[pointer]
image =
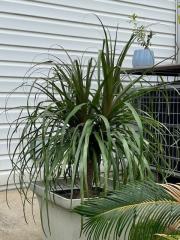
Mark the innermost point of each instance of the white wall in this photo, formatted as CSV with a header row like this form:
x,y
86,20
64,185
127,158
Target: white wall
x,y
30,27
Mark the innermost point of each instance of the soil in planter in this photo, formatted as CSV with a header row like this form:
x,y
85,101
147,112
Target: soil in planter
x,y
96,192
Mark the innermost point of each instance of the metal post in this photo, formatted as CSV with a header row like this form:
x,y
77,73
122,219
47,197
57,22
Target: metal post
x,y
178,31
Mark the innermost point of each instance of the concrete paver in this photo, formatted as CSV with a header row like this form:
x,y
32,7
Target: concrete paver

▸ **Exercise prompt**: Only the lines from the one with "Mark the innermost point of each instance of the metal" through the final line above should be repeated, each exactly as written.

▸ **Answer**:
Mark the innermost point of each instance of the metal post in this photo, formatted as CSV with a header row like this form:
x,y
77,73
122,219
47,197
57,22
Target: metal post
x,y
178,31
Mark the innermost point of each instance of the concrete paver in this photo, formatted as CSV with a header row like this form:
x,y
32,7
Target: concrete paver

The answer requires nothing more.